- Problem:
Retype the records below exactly as they appear, but leave out any pictures.

- Provided information:

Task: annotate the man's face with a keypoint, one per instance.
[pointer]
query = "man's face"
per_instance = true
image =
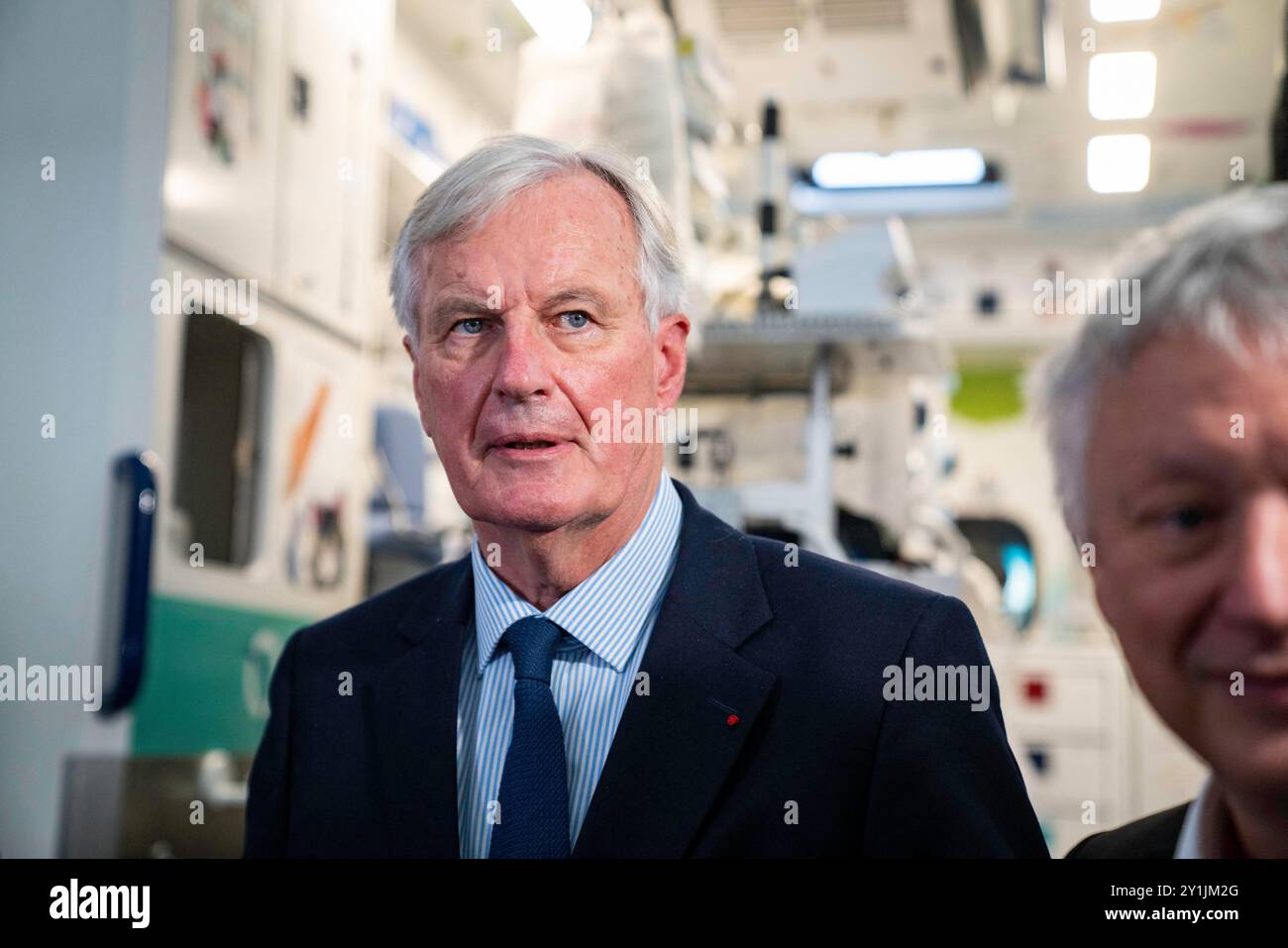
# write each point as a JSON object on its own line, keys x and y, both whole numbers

- Solution to the problem:
Task: annotate the man's face with a keypoint, one per instance.
[pointer]
query = "man's face"
per_instance = true
image =
# write each point as a JSON object on its own line, keys x and y, both whole numbers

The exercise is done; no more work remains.